#### [Work task]
The full set of entries below needs to be written out exactly.

#### [Entries provided]
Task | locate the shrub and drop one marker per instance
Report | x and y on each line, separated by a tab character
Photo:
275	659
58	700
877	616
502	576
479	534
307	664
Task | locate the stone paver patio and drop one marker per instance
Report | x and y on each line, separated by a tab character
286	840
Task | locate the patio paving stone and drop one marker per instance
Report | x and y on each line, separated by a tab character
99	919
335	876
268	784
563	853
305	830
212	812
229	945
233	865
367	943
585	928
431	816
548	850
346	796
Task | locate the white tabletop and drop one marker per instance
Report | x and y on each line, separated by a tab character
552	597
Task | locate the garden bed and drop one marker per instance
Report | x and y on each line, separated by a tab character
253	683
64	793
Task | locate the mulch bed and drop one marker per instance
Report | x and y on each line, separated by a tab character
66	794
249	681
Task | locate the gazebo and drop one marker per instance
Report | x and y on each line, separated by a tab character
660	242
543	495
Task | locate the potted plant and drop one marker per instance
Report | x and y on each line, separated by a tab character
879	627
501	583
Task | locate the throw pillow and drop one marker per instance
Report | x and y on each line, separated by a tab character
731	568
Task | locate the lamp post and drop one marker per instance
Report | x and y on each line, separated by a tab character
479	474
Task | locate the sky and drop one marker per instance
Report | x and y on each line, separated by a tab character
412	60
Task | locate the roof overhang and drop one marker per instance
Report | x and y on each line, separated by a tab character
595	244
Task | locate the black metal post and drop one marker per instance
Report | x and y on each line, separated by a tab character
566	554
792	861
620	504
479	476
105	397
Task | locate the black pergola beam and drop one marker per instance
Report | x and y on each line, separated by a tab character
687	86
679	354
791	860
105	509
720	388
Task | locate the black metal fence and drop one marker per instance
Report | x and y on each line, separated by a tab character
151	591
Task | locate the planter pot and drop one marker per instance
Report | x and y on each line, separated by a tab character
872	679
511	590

#### [Solution to this exercise]
Task | locate the shrub and drop one marker per instance
Report | x and y on each line, separated by a tab character
Photo:
275	659
58	700
877	616
502	576
479	534
307	664
Task | locate the stone paver patio and drop one marker per instance
Report | x and y on each line, separated by a tab character
286	840
Task | locate the patio paving stone and drop one marker per instance
Report | x and y on each line, separated by a tab character
99	919
335	876
268	784
563	853
305	830
212	812
229	945
233	865
367	943
585	928
431	816
548	850
346	796
Task | locate the white tabletop and drop one marker per instance
Report | x and y on each line, separated by a tab character
552	597
Task | locate the garden bed and drop one marker per instance
Report | x and y on each line, separated by a tab character
253	683
64	793
Task | locate the mulch bed and drop one marker per instance
Report | x and y on each line, separated by a tab character
66	794
249	681
Task | locate the gazebo and drop one marker per instance
Report | x and y on each line, separated by a tab character
660	242
543	495
Task | locate the potted plant and drop one marker per instance
Report | x and y on each line, separated by a tab character
879	627
501	583
Task | locate the throw pillow and drop one marker per instance
Report | x and y on each line, separated by a tab character
731	568
Task | locate the lamp post and drop one marker per instance
Report | x and y on each line, separated by a tab character
479	474
Task | locate the sky and drop one marker per instance
Report | x and y on each line, separated by a tab character
412	60
Task | locate the roof overhang and drop one marker per instance
Report | x and y on each line, separated by a tab character
595	244
Task | locate the black metal post and drop one marker per instance
Report | x and y on each line, separated by a tab character
566	554
792	861
620	504
479	476
105	397
Task | locate the black pergola beam and drop one marker per instance
Report | x and y on each line, separated by a tab character
687	86
679	354
791	860
105	509
720	388
Task | locate the black metal fence and drop one marker per instance
Report | x and y on each line, separated by a tab character
151	591
Task | locate the planter pot and drop one marker per instance
Report | x and y on each line, separated by a tab character
872	679
511	590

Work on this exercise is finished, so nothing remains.